━━ Provided data

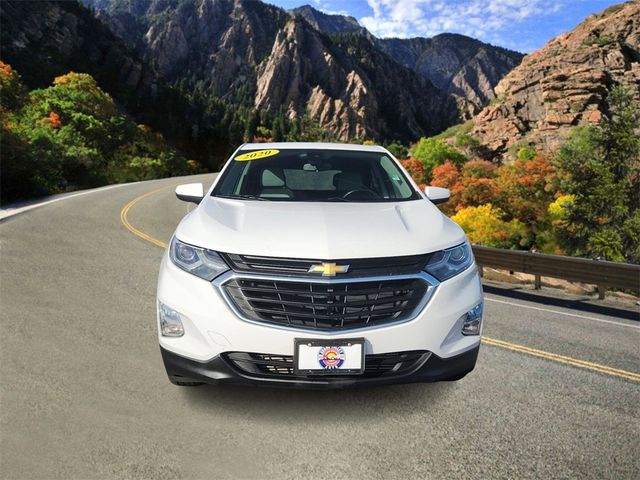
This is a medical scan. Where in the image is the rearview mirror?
[424,187,451,205]
[176,183,204,204]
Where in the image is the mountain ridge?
[469,2,640,158]
[291,5,524,118]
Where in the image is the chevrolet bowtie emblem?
[309,263,349,277]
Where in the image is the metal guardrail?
[473,245,640,298]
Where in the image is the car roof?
[239,142,387,153]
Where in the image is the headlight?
[158,302,184,337]
[424,242,473,282]
[169,237,229,281]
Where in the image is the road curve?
[0,176,640,479]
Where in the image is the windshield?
[212,149,422,202]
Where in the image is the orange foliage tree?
[400,158,426,187]
[457,160,498,209]
[495,155,557,225]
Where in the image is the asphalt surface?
[0,176,640,479]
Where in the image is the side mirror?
[424,187,451,205]
[176,183,204,204]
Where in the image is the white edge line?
[485,297,640,329]
[0,182,138,220]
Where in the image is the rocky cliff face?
[89,0,458,141]
[255,18,457,140]
[291,5,364,33]
[379,34,523,116]
[292,5,524,118]
[471,1,640,157]
[0,1,155,96]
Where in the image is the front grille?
[223,350,430,380]
[221,253,430,278]
[222,277,429,330]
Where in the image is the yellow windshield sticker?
[235,150,280,162]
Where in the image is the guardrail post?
[598,285,607,300]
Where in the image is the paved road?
[0,176,640,479]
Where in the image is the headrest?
[333,172,362,190]
[262,168,285,188]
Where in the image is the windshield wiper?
[214,193,269,202]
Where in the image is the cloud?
[360,0,568,50]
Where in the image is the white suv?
[158,143,482,387]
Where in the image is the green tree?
[387,142,409,160]
[411,137,467,180]
[557,87,640,263]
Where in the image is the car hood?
[176,197,465,260]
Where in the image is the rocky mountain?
[292,5,524,117]
[470,1,640,157]
[291,5,365,33]
[82,0,458,141]
[378,33,523,116]
[0,1,156,95]
[0,0,524,154]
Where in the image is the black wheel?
[169,375,204,387]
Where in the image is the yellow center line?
[120,185,175,248]
[120,185,640,382]
[482,336,640,382]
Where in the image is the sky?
[266,0,620,53]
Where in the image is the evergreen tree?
[557,87,640,263]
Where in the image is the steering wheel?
[342,188,380,200]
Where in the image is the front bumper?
[158,254,482,385]
[160,346,480,388]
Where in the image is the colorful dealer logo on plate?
[235,150,280,162]
[318,347,345,370]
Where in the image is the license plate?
[293,338,364,375]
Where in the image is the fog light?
[462,303,482,335]
[158,302,184,337]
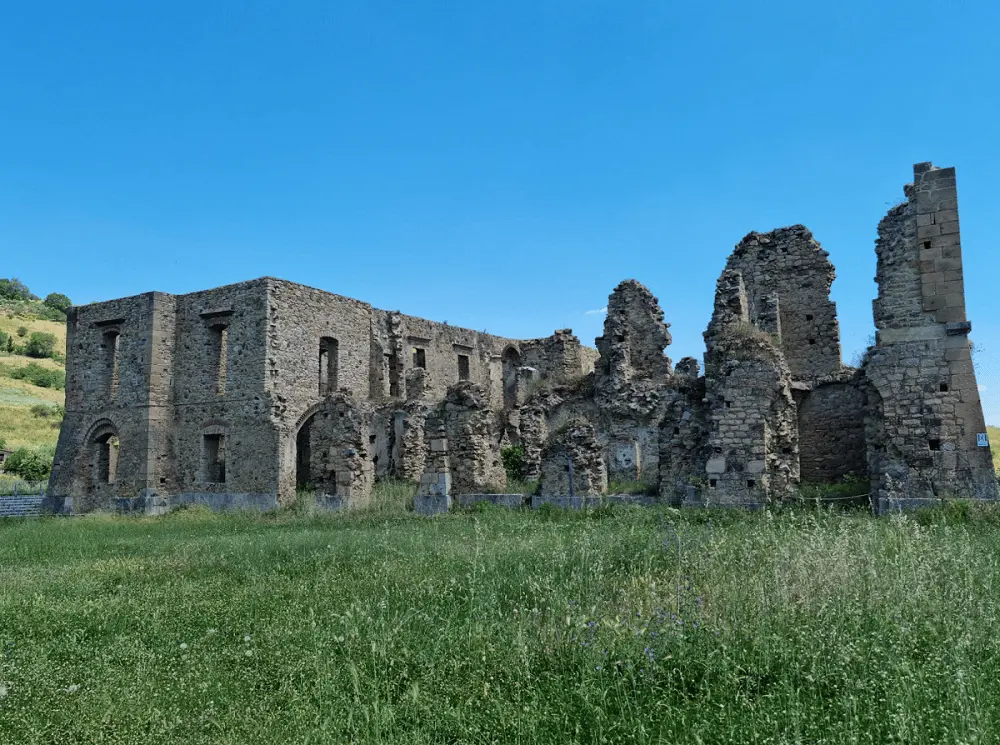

━━━━

* [What you should do]:
Reproduce all of the entries above word for word, leaving out the pictures.

* [Output of the exercise]:
This is a medical scan. Where in the image is the rearview mirror?
[424,187,451,205]
[176,183,204,204]
Where in the image is the mountain ridge?
[469,2,640,158]
[291,5,524,118]
Where in the image is the chevrolet bowtie emblem?
[309,263,349,277]
Where in the image is the metal guardrail?
[473,245,640,298]
Where in the image is the car roof?
[239,142,387,153]
Where in the image is the headlight?
[158,302,184,337]
[424,242,473,282]
[169,237,229,281]
Where in the image is the road curve?
[0,176,640,479]
Where in the image is the windshield?
[212,149,422,202]
Where in the image is the orange foliage tree?
[400,158,426,187]
[457,160,498,209]
[495,155,557,225]
Where in the image is the asphalt surface?
[0,176,640,479]
Where in the image is the side mirror?
[424,187,451,205]
[176,183,204,204]
Where in the image is the white edge line?
[485,297,640,329]
[0,182,138,220]
Where in the image is the rocky cliff face?
[89,0,458,141]
[255,18,457,140]
[291,5,364,33]
[379,34,523,116]
[292,5,524,118]
[471,1,640,157]
[0,1,155,96]
Where in the image is the front grille?
[223,350,430,380]
[221,253,430,278]
[222,277,429,330]
Where in the image is the yellow windshield sticker?
[235,150,280,162]
Where in the image is the guardrail post?
[598,285,607,300]
Where in the image is the paved road?
[0,176,640,479]
Where in the image is the headrest?
[333,172,362,190]
[262,168,285,188]
Where in the image is the windshield wiper?
[214,193,269,202]
Where in the image is the cloud?
[360,0,568,50]
Where in the image is the white suv?
[158,143,482,387]
Where in the image is the green tree?
[387,142,409,160]
[411,137,467,180]
[557,87,640,263]
Where in the image is the car hood?
[176,197,465,260]
Where in the image is the rocky mountain?
[292,5,524,117]
[470,1,640,157]
[291,5,365,33]
[82,0,458,141]
[378,33,523,116]
[0,1,156,95]
[0,0,524,154]
Where in the image is the black wheel?
[169,375,204,387]
Where in the image is the yellow center line?
[120,185,175,248]
[120,185,640,382]
[482,336,640,382]
Where in the image is the sky?
[266,0,620,53]
Where in the image is the evergreen tree?
[557,87,640,263]
Where in the image is the steering wheel?
[342,188,380,200]
Where in the image is the front bumper?
[158,254,482,385]
[160,346,480,388]
Where in the image is the colorful dealer logo on plate?
[235,150,280,162]
[318,347,345,370]
Where in the image is the license plate?
[293,338,364,375]
Where in the image is the fog light?
[462,303,482,335]
[158,302,184,337]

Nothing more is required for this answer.